- _EXERCISE_
Continue the column about aging and nighttime cramps below, writing the next few paragraphs after its last sentence, before the items that follow it.

- _EXCERPT_
┌──
If I only have to get up once during the night, it’s a victory. However, if I don’t have to get up at all, it probably means I’m dehydrated, and cramps will wake me up, anyway.
I’m feeling my high mileage these days, but the time it takes for me to leap out from under the covers when I feel a cramp coming on involves world class speed. Panic is a great motivator. Have you ever felt a cramp coming on, gotten your legs tangled in the sheets, and fallen out of bed on your face? Me neither.
Even a trip to the bathroom is complicated in the winter because I like a cold room and a pile of quilts. If I’m crawling out from under the covers, trust me, I really gotta go. A lot of shriveling can take place during that 30-foot trek.
I’m not sure how or when this happened, but I’ve become somewhat self-involved, fixated on my ailments, and decidedly more obtuse when dealing with social situations.
“How are you doing?” someone will ask.
“It’s the wierdest dang thing. I can’t raise my left arm.”
“You realize it was a rhetorical question, right?”
“So, you don’t care how I’m doing?”
“Dude, I don’t even know you.”
At least I know you’ll listen because you’re paying for this newspaper. You want to get your money’s worth.
└──
- _INFORMATION_
┌──
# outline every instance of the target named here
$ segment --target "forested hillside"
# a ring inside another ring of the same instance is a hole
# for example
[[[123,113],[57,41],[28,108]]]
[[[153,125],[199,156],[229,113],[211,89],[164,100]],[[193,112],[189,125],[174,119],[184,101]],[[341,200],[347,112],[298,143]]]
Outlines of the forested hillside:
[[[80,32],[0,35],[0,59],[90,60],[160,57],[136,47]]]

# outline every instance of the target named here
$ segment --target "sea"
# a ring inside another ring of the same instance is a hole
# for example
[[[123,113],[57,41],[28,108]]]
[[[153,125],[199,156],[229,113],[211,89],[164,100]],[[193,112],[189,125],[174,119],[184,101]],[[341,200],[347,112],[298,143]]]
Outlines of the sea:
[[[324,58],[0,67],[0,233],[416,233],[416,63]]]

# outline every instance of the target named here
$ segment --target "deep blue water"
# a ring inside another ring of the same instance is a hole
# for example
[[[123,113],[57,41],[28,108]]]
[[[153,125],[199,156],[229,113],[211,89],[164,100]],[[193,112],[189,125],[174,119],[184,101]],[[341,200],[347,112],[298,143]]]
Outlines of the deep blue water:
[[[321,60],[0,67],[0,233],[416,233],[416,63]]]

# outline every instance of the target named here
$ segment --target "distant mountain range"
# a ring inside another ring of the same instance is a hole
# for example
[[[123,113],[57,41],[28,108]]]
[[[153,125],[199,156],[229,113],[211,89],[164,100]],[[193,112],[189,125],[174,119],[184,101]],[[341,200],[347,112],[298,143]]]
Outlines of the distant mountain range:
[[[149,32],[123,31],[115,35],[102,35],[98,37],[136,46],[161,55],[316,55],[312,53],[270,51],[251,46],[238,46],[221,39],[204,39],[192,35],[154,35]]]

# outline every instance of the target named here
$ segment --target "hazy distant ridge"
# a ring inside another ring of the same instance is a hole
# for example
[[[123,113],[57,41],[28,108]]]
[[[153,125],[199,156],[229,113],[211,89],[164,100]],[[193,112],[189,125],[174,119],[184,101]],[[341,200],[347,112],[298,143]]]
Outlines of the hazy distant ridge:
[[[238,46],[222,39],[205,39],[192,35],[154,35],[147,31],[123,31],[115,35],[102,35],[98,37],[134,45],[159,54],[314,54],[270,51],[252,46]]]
└──
- _EXERCISE RESULT_
Anyway, prednisone is your friend. After a couple of doses, my shoulder was shouldering again, but I still don’t know why it acted up. My right shoulder was the one I messed up playing baseball. It was also my tackling shoulder. Maybe the left shoulder felt ignored.
Clint Eastwood said once, “A man’s got to know his limitations.” Well, I’ve lost count of my growing limitations, but I do try to exercise good judgement. For one, don’t lift heavy things alone. That’s a lesson learned the hard way.
A few years ago, I decided I could move a vintage Coke machine down a couple of steps into my man cave by myself—with the proper tools, of course, a dolly. Well, it got away from me as I clung to the dolly, I went airborne, and when it stopped short, I kept going and smashed face-first into the pop machine. Loosened my teeth and got a bloody nose. Wile E. Coyote would have been proud.
I’ve been more cautious since breaking my hip almost two years ago. “Don’t do stupid stuff,” my surgeon advised after putting my hip back together with so much metal and wire, I’m guaranteed intimate moments with strangers at every airport I visit.
Unfortunately, some weeks ago, I ended up with a flat tire in Strasburg, and even though I got a hand from the local deputy, I still managed to pull a butt muscle in that hip while trying to loosen the lug nuts that had apparently been tightened by the Incredible Hulk.
Sometimes you can’t avoid doing stupid stuff. Well, I could have, but that would have made me look like a slacker. Pride goeth before the limp.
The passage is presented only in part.